____ DATASET

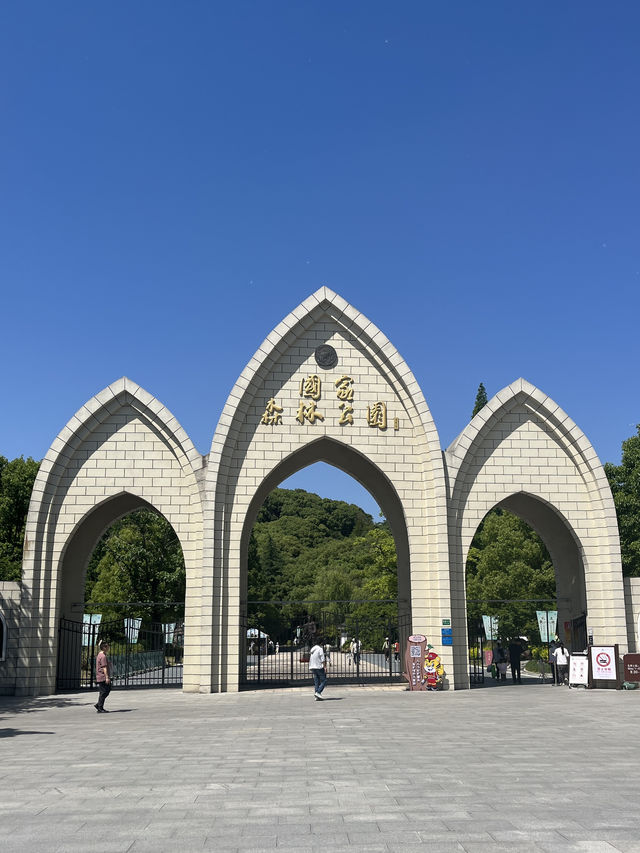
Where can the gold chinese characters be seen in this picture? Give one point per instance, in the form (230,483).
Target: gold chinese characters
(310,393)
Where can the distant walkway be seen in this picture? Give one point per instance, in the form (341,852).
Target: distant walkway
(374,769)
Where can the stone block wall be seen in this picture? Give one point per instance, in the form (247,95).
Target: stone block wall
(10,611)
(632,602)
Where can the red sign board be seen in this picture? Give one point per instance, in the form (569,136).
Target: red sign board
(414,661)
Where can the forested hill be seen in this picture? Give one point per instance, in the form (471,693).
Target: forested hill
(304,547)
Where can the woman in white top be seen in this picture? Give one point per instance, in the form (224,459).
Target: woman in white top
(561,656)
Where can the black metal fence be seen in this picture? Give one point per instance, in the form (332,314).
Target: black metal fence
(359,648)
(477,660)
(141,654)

________

- **WHAT NEEDS TO BE DONE**:
Transcribe all the entries precisely. Do not include any picture.

- **RESPONSE TO THIS TASK**:
Where can the gold chinese characters be seen in this picture? Give one point per instance, in the form (230,483).
Target: gold chinese characters
(310,393)
Where can the distant walkway be seen in this picture? Give one point per instance, in the form (341,852).
Target: distant walkway
(374,769)
Where can the stone block wall be seen in this picture? Give one point per instance, in the form (247,95).
Target: stone block wall
(10,611)
(632,602)
Where can the red sign board be seen in this picture? Give one point per instance, in the form (569,136).
Target: red sign board
(414,661)
Where can the forested hill be seen in this picture? Give one point per instance, in the form (471,693).
Target: forested hill
(304,547)
Where can the woman in white top be seen in this picture? Give one point per instance, in the form (224,459).
Target: woman in white top
(561,656)
Where can the black metal fence be seen in this picture? Give one point per instance, in the form (332,314).
Target: black metal fence
(359,648)
(477,660)
(141,654)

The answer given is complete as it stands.